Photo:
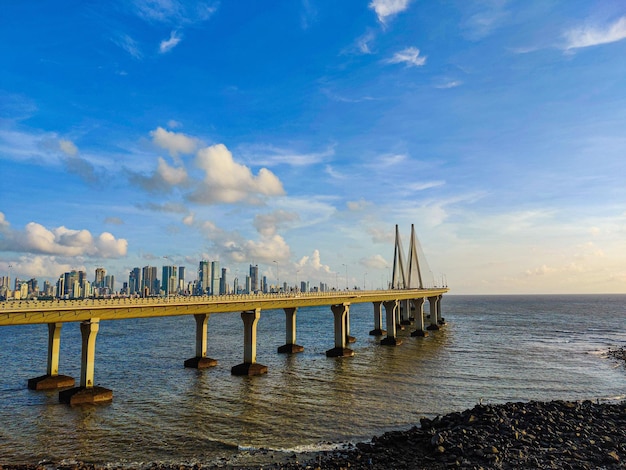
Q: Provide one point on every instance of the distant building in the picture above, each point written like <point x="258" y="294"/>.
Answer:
<point x="254" y="278"/>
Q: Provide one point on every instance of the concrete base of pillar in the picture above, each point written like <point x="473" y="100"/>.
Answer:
<point x="378" y="332"/>
<point x="86" y="395"/>
<point x="200" y="363"/>
<point x="391" y="341"/>
<point x="290" y="348"/>
<point x="51" y="382"/>
<point x="340" y="352"/>
<point x="247" y="368"/>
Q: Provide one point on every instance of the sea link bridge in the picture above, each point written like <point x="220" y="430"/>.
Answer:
<point x="403" y="305"/>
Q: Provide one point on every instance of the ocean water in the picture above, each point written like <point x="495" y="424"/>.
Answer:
<point x="493" y="349"/>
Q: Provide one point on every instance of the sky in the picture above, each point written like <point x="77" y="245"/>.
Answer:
<point x="296" y="134"/>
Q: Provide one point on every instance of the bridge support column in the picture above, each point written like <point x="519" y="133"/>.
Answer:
<point x="440" y="319"/>
<point x="290" y="345"/>
<point x="434" y="324"/>
<point x="52" y="379"/>
<point x="201" y="361"/>
<point x="87" y="392"/>
<point x="419" y="318"/>
<point x="405" y="312"/>
<point x="249" y="366"/>
<point x="391" y="308"/>
<point x="340" y="313"/>
<point x="378" y="320"/>
<point x="349" y="339"/>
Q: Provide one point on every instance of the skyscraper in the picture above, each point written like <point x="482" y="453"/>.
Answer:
<point x="150" y="285"/>
<point x="215" y="277"/>
<point x="134" y="281"/>
<point x="204" y="277"/>
<point x="99" y="279"/>
<point x="169" y="280"/>
<point x="254" y="278"/>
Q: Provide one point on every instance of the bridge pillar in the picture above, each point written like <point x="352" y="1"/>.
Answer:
<point x="378" y="320"/>
<point x="405" y="312"/>
<point x="391" y="308"/>
<point x="434" y="323"/>
<point x="419" y="318"/>
<point x="340" y="313"/>
<point x="349" y="339"/>
<point x="52" y="379"/>
<point x="249" y="366"/>
<point x="87" y="392"/>
<point x="201" y="361"/>
<point x="290" y="345"/>
<point x="440" y="319"/>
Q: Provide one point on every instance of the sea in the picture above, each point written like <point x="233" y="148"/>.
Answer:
<point x="493" y="349"/>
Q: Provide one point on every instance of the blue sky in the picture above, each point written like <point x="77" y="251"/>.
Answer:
<point x="296" y="134"/>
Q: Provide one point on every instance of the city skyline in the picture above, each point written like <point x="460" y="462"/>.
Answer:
<point x="296" y="136"/>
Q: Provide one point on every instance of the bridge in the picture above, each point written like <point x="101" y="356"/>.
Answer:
<point x="403" y="305"/>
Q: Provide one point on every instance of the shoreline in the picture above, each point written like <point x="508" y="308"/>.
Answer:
<point x="539" y="435"/>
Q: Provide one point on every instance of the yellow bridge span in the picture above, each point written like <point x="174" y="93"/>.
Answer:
<point x="399" y="305"/>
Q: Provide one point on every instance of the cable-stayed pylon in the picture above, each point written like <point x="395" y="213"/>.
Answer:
<point x="398" y="279"/>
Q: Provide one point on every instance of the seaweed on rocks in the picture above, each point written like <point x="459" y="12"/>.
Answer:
<point x="531" y="435"/>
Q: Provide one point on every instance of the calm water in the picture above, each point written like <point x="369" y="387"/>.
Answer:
<point x="493" y="348"/>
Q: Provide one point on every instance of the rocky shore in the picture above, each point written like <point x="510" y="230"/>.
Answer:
<point x="533" y="435"/>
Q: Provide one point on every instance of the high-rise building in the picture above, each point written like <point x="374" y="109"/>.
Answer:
<point x="204" y="277"/>
<point x="134" y="281"/>
<point x="150" y="284"/>
<point x="181" y="279"/>
<point x="215" y="277"/>
<point x="99" y="279"/>
<point x="223" y="284"/>
<point x="254" y="278"/>
<point x="169" y="281"/>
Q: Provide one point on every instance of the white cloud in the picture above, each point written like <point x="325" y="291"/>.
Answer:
<point x="269" y="156"/>
<point x="35" y="238"/>
<point x="227" y="181"/>
<point x="375" y="262"/>
<point x="313" y="263"/>
<point x="386" y="8"/>
<point x="409" y="56"/>
<point x="174" y="142"/>
<point x="594" y="36"/>
<point x="169" y="44"/>
<point x="68" y="147"/>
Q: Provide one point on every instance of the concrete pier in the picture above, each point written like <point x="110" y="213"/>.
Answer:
<point x="340" y="314"/>
<point x="378" y="320"/>
<point x="391" y="308"/>
<point x="87" y="392"/>
<point x="201" y="361"/>
<point x="434" y="323"/>
<point x="52" y="380"/>
<point x="419" y="318"/>
<point x="405" y="312"/>
<point x="290" y="346"/>
<point x="249" y="366"/>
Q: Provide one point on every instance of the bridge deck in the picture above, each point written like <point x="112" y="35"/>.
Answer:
<point x="37" y="312"/>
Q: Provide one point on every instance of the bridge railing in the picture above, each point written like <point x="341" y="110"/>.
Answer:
<point x="174" y="299"/>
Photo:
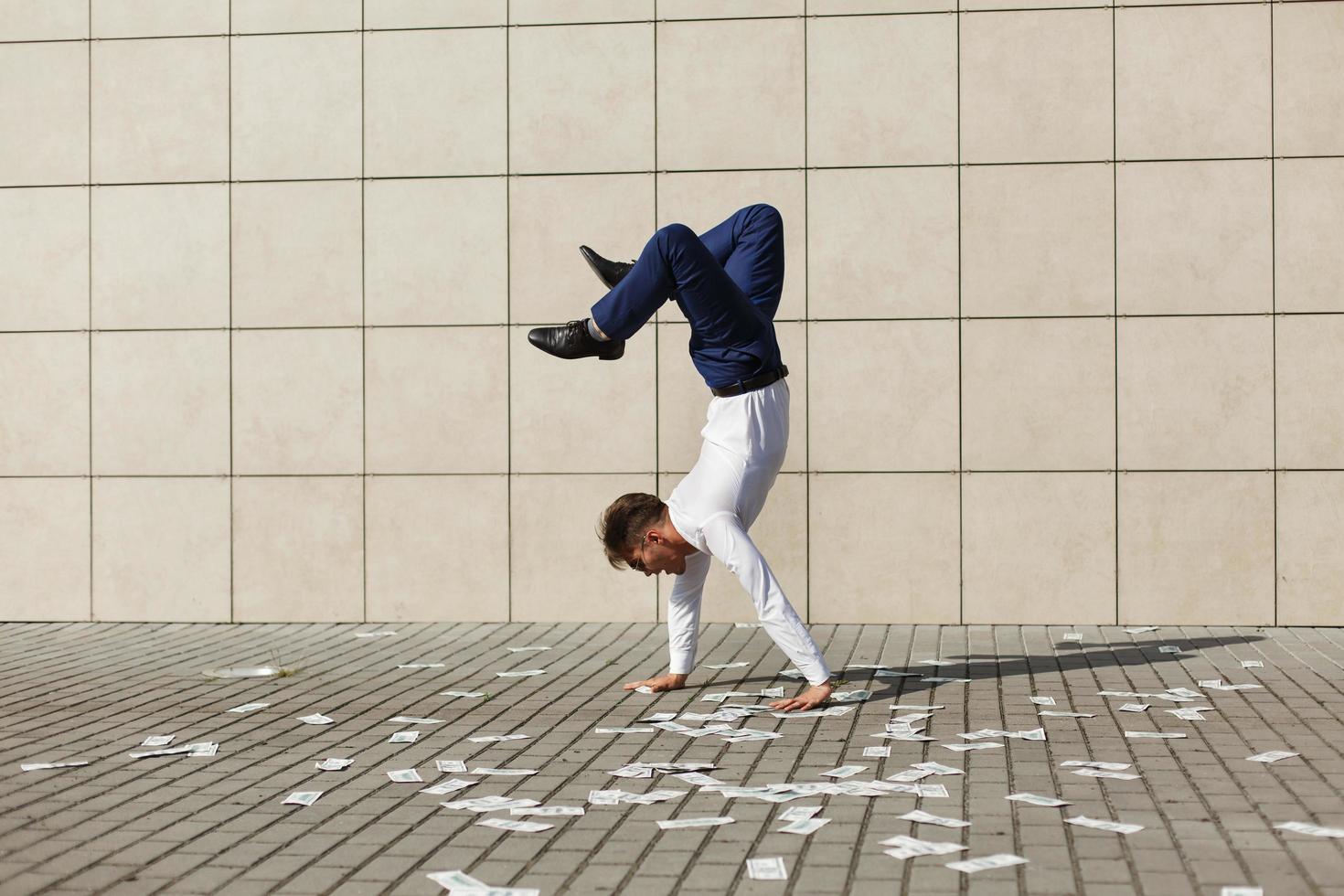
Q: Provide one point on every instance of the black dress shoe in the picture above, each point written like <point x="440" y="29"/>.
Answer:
<point x="572" y="340"/>
<point x="608" y="272"/>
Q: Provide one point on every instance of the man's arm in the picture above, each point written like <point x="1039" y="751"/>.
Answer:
<point x="729" y="540"/>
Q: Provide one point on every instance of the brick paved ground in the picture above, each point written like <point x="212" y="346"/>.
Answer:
<point x="195" y="825"/>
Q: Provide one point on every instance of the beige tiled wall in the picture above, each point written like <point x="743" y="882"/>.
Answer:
<point x="1062" y="314"/>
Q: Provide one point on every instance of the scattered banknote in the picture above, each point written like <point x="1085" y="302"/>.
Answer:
<point x="1035" y="799"/>
<point x="449" y="786"/>
<point x="1105" y="773"/>
<point x="925" y="818"/>
<point x="1120" y="827"/>
<point x="1089" y="763"/>
<point x="910" y="847"/>
<point x="679" y="824"/>
<point x="42" y="766"/>
<point x="508" y="824"/>
<point x="303" y="798"/>
<point x="986" y="863"/>
<point x="975" y="746"/>
<point x="489" y="804"/>
<point x="246" y="707"/>
<point x="798" y="813"/>
<point x="457" y="880"/>
<point x="1315" y="830"/>
<point x="1152" y="733"/>
<point x="805" y="827"/>
<point x="766" y="869"/>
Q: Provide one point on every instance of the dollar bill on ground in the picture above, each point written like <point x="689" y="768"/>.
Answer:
<point x="457" y="880"/>
<point x="42" y="766"/>
<point x="1315" y="830"/>
<point x="798" y="813"/>
<point x="975" y="746"/>
<point x="449" y="786"/>
<point x="920" y="816"/>
<point x="986" y="863"/>
<point x="1037" y="799"/>
<point x="1098" y="824"/>
<point x="1161" y="735"/>
<point x="508" y="824"/>
<point x="548" y="812"/>
<point x="768" y="869"/>
<point x="1089" y="763"/>
<point x="246" y="707"/>
<point x="679" y="824"/>
<point x="912" y="847"/>
<point x="303" y="798"/>
<point x="334" y="764"/>
<point x="804" y="827"/>
<point x="843" y="772"/>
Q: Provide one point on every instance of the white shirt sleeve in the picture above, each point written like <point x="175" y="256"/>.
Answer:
<point x="684" y="613"/>
<point x="728" y="540"/>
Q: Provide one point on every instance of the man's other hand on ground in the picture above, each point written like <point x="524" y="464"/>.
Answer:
<point x="809" y="699"/>
<point x="663" y="683"/>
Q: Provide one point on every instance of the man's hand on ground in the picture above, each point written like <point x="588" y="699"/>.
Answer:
<point x="663" y="683"/>
<point x="809" y="699"/>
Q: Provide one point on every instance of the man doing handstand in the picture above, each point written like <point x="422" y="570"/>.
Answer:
<point x="728" y="283"/>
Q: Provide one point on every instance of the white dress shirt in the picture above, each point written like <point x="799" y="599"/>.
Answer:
<point x="712" y="508"/>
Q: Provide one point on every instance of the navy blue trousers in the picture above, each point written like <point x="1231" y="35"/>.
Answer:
<point x="728" y="283"/>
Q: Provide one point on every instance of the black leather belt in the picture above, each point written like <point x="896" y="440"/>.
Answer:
<point x="752" y="384"/>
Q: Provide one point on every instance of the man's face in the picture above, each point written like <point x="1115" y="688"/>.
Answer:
<point x="656" y="557"/>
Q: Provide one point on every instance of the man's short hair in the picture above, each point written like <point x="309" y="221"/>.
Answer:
<point x="625" y="521"/>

**Work to complete:** Check each line of the records for "blue" and copy the ones that contain it.

**Solution for this problem:**
Q: Provide one point on every instance of the blue sky in the picture above, each point written like <point x="77" y="251"/>.
Q: Provide one point on every instance of the navy blue trousers in the picture above, each point written like <point x="1231" y="35"/>.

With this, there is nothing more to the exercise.